╭─ Provided entries
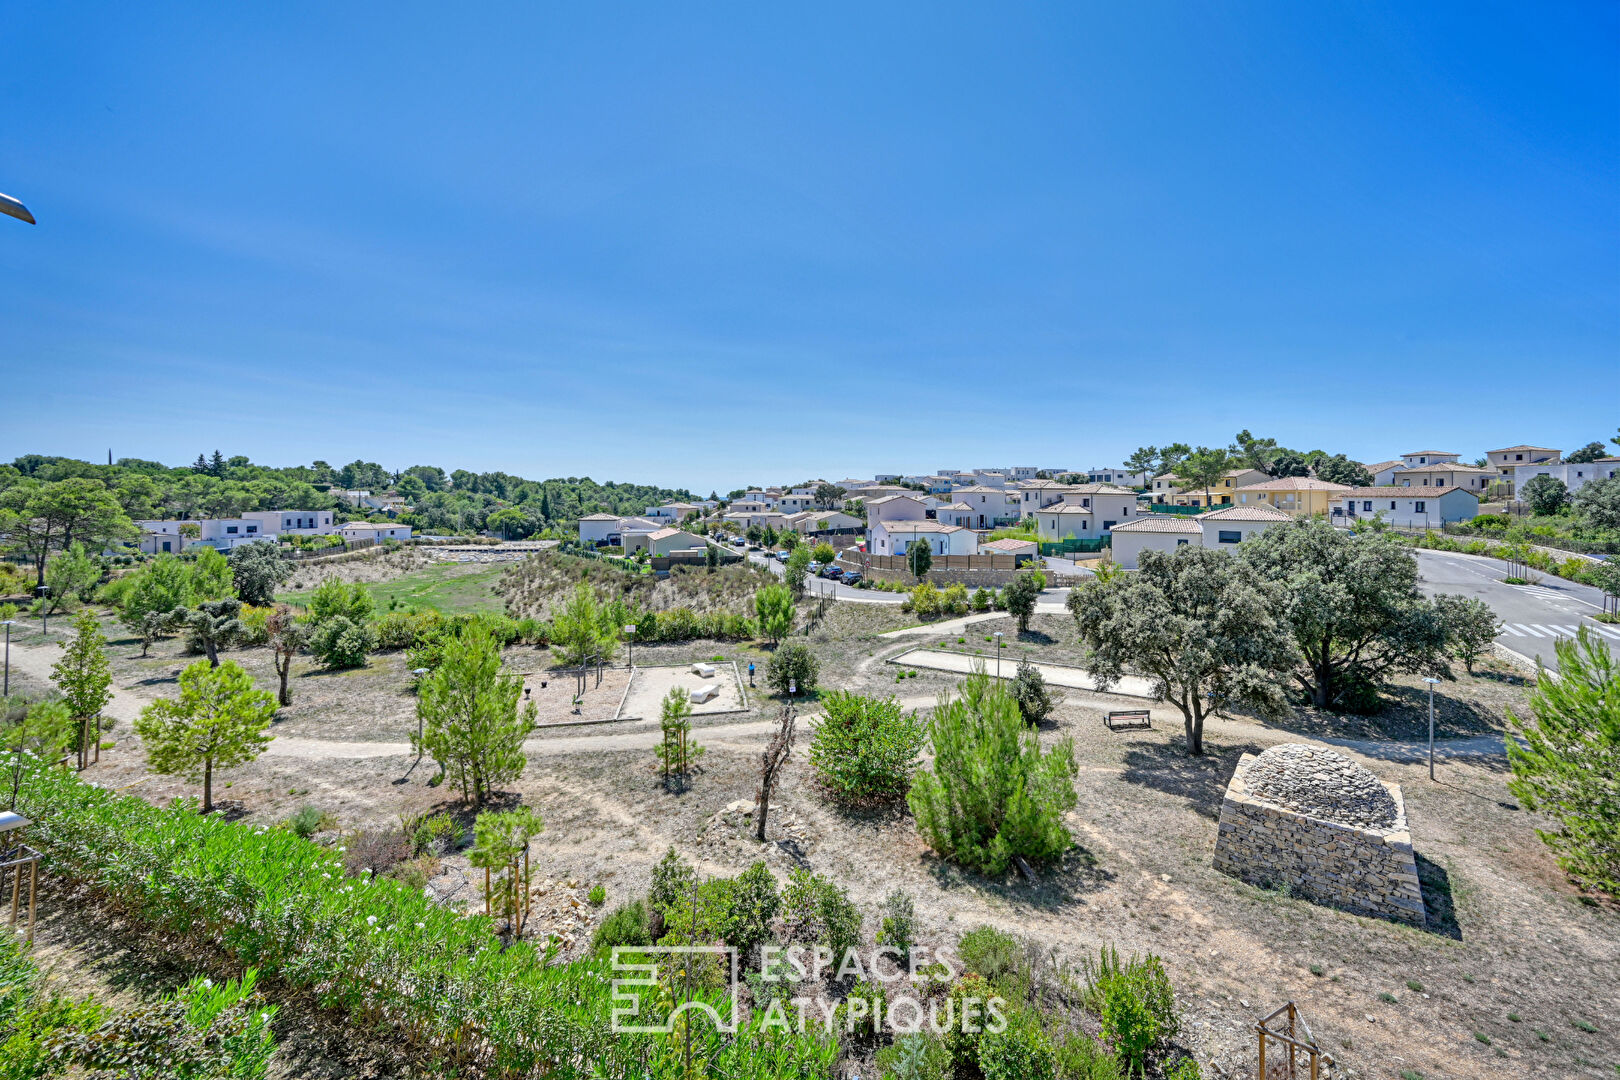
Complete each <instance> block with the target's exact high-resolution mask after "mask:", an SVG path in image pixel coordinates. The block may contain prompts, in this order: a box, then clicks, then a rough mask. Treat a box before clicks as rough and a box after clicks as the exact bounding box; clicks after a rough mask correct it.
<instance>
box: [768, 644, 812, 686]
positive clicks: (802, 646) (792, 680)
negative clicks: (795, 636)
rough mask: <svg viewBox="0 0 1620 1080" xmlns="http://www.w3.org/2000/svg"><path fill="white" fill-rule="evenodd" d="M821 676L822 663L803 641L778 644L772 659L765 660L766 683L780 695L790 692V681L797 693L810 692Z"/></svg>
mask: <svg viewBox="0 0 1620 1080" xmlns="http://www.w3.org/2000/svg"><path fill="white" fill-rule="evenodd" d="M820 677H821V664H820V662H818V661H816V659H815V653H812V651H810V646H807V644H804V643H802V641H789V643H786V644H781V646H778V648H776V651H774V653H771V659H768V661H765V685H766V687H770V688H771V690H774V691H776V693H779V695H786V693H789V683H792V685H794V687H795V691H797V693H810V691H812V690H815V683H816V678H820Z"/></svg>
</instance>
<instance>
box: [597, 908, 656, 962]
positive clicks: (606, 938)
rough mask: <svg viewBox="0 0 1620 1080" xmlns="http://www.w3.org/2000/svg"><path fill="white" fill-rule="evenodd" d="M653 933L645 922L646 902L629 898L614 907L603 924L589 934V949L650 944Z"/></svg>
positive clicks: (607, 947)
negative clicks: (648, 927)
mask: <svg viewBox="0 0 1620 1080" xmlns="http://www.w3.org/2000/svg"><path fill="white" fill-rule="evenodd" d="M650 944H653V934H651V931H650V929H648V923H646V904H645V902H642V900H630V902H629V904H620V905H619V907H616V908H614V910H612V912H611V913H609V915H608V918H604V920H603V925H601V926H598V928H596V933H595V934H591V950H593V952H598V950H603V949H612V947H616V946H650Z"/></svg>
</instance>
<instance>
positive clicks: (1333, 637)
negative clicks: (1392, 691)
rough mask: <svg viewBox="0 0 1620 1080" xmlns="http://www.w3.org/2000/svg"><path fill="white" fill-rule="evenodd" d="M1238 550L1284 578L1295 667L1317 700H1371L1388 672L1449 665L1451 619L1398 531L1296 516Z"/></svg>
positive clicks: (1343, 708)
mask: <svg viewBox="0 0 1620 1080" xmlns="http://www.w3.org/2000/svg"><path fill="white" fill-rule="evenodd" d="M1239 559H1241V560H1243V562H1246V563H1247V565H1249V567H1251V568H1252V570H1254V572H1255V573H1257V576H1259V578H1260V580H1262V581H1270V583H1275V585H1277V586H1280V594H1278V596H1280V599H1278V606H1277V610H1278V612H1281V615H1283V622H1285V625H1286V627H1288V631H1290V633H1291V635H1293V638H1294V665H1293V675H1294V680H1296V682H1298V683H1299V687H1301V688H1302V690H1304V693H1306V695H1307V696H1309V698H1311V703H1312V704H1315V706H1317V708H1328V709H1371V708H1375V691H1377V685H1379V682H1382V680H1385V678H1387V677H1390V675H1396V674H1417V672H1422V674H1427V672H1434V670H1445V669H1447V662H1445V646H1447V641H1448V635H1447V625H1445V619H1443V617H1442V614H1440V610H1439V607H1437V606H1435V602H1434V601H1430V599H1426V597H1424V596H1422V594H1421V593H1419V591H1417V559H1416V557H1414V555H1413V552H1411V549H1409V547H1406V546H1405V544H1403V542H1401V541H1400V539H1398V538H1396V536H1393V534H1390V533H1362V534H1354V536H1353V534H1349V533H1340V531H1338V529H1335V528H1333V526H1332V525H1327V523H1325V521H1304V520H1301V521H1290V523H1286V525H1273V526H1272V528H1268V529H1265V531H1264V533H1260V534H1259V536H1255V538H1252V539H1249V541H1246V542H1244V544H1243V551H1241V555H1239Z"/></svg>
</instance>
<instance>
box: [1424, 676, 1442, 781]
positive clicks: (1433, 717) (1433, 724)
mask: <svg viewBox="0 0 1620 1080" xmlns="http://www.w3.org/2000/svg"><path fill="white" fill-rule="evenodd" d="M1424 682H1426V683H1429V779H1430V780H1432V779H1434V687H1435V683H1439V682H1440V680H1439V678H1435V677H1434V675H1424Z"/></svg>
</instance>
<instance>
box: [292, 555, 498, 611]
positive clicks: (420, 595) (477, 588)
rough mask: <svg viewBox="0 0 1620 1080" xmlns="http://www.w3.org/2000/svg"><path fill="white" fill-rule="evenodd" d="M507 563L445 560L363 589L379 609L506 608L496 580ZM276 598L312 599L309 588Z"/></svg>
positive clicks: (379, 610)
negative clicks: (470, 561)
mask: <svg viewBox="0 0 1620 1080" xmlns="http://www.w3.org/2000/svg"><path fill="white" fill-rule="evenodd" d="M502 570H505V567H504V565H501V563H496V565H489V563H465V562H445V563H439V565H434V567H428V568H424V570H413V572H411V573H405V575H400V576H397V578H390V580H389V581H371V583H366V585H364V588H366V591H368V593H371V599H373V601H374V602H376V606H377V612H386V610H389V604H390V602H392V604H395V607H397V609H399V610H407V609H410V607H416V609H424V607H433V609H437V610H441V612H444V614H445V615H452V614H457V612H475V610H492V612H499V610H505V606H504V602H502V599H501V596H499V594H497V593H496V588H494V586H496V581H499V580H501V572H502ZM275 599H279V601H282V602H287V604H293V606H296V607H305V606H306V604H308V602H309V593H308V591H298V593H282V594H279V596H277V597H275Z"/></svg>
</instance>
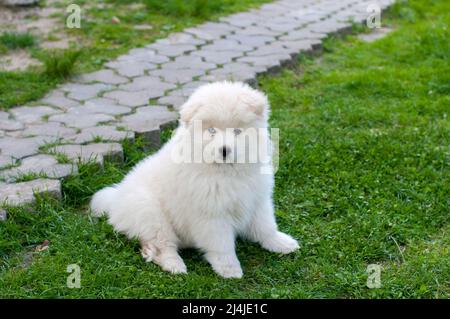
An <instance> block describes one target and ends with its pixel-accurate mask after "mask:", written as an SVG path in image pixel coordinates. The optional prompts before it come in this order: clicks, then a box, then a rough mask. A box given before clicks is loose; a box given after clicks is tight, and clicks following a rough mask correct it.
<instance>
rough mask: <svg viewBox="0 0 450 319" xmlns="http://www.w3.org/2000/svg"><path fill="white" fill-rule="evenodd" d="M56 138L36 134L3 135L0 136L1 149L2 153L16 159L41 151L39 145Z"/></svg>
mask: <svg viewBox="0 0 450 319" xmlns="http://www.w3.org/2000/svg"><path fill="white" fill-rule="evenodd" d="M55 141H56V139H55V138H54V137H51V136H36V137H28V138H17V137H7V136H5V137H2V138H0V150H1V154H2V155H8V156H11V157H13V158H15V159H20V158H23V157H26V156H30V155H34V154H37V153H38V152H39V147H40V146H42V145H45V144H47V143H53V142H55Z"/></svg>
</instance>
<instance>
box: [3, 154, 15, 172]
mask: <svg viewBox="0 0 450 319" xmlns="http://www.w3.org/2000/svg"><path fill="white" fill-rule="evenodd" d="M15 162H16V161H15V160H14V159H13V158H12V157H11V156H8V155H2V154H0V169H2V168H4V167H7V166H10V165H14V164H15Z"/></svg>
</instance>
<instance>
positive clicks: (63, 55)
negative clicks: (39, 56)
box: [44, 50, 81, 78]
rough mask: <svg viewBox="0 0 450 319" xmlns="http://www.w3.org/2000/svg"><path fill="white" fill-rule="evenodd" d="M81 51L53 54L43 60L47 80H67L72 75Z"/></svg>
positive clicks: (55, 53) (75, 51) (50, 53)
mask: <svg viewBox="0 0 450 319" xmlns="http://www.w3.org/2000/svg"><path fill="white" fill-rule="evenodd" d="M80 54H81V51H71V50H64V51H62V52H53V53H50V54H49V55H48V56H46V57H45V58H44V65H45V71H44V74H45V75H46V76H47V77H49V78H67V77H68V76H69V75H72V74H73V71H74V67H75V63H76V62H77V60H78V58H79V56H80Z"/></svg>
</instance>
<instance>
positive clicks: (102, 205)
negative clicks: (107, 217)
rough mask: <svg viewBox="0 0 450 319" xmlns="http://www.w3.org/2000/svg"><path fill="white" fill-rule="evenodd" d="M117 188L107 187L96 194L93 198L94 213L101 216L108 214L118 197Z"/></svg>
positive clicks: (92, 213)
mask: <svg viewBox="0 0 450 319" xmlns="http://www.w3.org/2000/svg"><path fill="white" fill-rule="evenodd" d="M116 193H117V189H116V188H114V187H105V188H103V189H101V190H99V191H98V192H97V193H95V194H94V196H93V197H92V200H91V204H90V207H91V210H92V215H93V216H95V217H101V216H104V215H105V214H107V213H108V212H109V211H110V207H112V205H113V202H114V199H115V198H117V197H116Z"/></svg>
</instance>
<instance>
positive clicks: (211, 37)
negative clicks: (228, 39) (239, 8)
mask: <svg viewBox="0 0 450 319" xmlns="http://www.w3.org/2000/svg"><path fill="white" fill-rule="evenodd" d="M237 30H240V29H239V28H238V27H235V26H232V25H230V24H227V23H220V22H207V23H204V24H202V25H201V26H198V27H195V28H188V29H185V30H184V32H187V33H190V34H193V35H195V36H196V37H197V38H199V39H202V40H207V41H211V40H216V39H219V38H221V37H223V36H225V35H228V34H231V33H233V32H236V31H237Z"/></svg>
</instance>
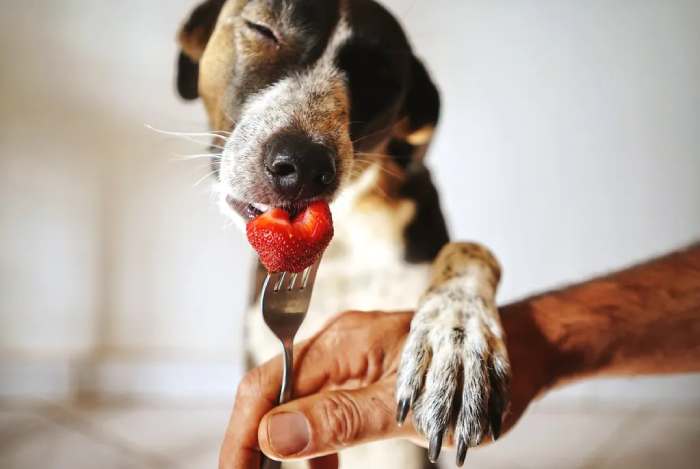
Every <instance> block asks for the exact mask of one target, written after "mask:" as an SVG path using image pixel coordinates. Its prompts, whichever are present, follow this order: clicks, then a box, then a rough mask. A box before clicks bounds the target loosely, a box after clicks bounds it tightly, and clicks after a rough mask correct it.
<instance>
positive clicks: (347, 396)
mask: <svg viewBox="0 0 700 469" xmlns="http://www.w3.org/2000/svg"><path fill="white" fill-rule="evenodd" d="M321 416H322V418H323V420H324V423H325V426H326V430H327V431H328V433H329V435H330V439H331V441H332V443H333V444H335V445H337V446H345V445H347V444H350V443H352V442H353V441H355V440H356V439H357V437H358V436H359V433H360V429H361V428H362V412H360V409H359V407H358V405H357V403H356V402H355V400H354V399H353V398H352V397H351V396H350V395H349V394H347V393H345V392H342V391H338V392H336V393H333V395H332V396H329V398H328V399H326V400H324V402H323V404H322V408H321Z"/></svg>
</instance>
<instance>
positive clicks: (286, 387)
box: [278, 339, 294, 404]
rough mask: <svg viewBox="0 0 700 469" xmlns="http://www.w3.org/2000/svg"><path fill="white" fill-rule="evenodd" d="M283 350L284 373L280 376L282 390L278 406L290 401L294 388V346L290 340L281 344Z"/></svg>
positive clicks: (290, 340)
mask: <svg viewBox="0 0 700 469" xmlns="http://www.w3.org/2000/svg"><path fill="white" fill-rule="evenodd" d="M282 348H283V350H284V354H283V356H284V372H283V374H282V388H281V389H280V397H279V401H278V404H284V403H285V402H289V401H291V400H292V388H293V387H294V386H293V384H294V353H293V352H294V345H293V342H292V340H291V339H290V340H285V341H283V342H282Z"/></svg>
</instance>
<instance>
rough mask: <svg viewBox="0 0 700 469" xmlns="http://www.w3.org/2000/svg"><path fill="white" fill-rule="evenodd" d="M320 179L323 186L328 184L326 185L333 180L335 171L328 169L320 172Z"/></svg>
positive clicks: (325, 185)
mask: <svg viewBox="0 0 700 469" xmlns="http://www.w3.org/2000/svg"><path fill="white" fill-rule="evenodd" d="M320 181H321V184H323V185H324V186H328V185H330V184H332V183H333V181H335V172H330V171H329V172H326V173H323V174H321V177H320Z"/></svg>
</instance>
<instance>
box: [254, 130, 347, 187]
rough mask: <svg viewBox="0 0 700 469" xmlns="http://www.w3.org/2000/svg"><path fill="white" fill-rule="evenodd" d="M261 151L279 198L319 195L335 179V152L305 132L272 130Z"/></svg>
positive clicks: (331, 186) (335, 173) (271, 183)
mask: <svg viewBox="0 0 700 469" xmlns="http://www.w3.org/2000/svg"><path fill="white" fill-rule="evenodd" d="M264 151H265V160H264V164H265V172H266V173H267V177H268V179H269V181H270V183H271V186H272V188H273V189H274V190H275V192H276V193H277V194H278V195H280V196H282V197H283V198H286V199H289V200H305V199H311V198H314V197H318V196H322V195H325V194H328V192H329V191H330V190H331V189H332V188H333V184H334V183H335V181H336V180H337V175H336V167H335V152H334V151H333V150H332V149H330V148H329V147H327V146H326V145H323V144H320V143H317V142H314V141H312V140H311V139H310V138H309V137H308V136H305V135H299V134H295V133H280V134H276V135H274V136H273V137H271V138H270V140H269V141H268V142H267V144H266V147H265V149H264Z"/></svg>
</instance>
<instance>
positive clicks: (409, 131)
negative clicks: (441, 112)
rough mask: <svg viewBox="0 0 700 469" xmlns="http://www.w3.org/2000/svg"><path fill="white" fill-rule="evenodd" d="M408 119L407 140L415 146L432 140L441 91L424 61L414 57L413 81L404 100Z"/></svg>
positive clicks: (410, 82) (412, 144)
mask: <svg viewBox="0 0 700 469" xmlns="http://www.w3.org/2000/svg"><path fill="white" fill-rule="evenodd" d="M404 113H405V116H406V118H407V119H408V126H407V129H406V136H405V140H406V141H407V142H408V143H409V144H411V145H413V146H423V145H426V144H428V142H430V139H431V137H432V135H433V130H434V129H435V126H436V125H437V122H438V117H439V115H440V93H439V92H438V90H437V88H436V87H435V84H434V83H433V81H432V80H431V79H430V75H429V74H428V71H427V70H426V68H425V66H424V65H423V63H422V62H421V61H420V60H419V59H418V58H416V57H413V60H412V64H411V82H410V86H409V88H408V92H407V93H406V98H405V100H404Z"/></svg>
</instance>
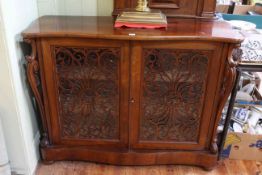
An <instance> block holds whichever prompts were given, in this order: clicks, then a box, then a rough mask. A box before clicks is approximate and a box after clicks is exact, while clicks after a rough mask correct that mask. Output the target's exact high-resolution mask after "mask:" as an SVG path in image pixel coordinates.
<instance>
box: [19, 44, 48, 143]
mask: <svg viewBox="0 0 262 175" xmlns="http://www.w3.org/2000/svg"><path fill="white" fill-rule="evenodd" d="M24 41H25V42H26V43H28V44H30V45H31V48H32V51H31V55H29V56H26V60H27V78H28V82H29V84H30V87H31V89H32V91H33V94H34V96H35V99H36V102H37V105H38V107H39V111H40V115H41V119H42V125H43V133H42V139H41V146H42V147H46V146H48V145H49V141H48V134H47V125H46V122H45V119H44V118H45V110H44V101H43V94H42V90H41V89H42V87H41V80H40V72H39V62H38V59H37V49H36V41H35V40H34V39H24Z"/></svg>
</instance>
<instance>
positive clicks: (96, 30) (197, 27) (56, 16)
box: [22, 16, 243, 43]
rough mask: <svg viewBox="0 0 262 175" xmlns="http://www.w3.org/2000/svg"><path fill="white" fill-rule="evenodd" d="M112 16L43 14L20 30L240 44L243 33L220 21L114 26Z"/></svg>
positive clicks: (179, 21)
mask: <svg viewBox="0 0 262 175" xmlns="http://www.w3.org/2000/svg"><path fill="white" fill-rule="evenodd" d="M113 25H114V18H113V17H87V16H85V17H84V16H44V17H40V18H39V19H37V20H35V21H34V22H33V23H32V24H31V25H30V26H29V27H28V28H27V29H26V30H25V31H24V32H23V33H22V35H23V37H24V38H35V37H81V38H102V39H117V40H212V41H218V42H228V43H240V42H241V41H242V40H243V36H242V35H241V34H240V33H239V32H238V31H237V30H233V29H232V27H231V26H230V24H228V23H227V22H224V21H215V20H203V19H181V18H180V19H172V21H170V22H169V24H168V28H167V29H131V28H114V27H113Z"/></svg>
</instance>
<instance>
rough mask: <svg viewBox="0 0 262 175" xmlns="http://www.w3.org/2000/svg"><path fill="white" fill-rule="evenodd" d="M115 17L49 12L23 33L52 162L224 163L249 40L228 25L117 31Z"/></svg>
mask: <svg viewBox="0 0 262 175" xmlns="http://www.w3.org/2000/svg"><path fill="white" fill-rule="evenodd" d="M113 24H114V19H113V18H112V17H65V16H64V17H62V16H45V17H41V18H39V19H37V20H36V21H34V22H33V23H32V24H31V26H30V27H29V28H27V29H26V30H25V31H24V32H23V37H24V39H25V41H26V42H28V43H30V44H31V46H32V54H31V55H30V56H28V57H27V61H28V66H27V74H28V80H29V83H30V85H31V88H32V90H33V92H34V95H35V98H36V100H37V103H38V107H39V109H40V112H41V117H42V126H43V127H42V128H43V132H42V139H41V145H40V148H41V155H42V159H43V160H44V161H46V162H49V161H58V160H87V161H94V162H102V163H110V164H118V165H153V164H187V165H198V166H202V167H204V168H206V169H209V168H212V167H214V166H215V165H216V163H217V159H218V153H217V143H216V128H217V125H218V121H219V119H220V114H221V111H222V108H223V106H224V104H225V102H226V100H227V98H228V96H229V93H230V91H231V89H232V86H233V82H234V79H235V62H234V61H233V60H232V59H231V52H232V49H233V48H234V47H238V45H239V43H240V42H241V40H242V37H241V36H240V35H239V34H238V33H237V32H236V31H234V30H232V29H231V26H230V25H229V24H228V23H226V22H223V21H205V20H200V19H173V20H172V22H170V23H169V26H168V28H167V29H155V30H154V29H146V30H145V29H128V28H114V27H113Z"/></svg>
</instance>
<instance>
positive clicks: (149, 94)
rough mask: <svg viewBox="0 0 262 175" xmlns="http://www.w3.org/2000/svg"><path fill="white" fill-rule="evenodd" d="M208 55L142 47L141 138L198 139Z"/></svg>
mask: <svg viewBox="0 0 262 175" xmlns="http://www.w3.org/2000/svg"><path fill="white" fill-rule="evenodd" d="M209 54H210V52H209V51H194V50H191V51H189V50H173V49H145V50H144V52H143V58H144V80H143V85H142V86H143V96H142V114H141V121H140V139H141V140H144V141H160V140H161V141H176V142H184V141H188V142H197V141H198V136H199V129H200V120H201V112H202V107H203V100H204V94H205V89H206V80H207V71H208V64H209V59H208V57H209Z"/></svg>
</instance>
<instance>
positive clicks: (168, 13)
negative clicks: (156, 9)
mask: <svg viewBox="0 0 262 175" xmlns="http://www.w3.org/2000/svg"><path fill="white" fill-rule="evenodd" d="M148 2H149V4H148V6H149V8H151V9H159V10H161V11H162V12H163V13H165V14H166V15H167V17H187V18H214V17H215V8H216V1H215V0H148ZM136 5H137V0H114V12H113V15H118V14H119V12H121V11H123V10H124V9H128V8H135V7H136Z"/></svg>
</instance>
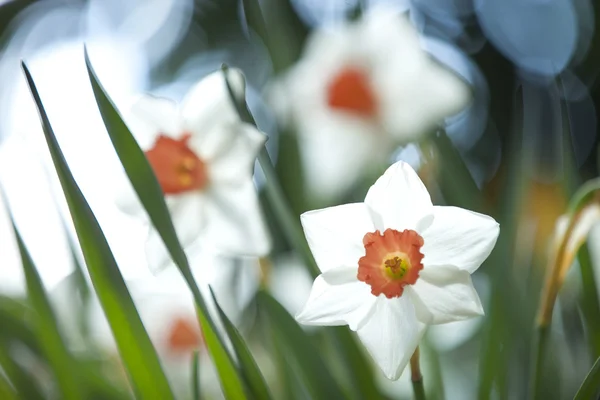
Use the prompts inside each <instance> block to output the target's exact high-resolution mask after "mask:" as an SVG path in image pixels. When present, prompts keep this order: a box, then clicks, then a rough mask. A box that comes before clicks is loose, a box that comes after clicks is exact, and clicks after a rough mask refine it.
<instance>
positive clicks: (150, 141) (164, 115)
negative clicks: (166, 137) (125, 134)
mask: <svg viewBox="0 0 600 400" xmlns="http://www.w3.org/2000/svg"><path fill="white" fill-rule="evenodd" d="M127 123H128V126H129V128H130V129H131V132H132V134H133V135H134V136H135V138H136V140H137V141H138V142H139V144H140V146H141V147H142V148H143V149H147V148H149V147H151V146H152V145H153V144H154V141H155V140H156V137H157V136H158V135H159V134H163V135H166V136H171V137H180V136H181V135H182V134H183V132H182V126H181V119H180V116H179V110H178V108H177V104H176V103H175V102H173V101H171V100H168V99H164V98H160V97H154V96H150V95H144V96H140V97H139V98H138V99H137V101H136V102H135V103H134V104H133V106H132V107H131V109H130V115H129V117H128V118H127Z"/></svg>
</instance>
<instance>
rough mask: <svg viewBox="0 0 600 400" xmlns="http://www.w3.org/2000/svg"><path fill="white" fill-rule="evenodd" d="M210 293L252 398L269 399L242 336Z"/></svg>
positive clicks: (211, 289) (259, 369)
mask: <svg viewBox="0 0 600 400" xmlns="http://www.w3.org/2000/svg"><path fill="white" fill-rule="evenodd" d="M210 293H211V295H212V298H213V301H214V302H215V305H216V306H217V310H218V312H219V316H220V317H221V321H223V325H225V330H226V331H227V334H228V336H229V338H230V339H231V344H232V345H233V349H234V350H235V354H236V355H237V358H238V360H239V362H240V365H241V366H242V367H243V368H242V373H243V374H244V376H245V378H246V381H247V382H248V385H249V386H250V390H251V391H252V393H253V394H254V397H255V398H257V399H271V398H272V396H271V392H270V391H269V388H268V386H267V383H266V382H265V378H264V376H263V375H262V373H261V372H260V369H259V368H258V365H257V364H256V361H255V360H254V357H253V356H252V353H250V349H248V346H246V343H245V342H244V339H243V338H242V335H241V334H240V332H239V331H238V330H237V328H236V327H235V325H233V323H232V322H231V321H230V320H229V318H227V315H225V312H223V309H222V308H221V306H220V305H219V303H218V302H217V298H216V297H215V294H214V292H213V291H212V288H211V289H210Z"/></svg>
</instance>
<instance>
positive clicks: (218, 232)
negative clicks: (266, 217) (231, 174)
╰─
Task to complete = Each line above that has the word "prompts" should be copied.

Solution =
Complete each <instance> block with the target's exact high-resolution mask after "mask:", an SVG path in image pixel coordinates. The block may contain prompts, in this order: a box, then clicks, then a rough mask. Treat a box before clicks as rough and a box after clicks as the exact bounding box; clicks after a rough mask correct it.
An <instance> block describes one target and ends with its pixel-accurate mask after "mask:", written as an SVG path in image pixel coordinates. The optional prompts before it come in this order: clicks, then a box, then a rough mask. A box given before clicks is loose; a box given after clicks is tight, and clicks following a rough mask correct it.
Every <instance> block asks for the exact mask of one target, written after "mask:" as an SVG path using image pixel coordinates. Its prompts, whichever are present, follow this order: clicks, then a box, then a rough mask. A box before clicks bounds the target loosely, a box after clicks bounds it tightly, and clicks after a rough mask correct it.
An <instance> block holds whichever prompts were given, in this order: clicks, then a box, then a rough mask. A box before clicks is approximate and a box after clicks is exact, while clicks after a rough mask correct that mask. Output the target's exact high-resolution mask after "mask:" as an SVG path in image pixel coordinates.
Use the prompts inside each <instance> block to output the target's exact high-resolution mask after "mask:" as an SVG path in image pixels. When present, prompts keep this order: a box, then clicks, then a rough mask. A box that comes before clicks is loose, a box that comes after clicks is exact, and clicks after a rough mask refine it.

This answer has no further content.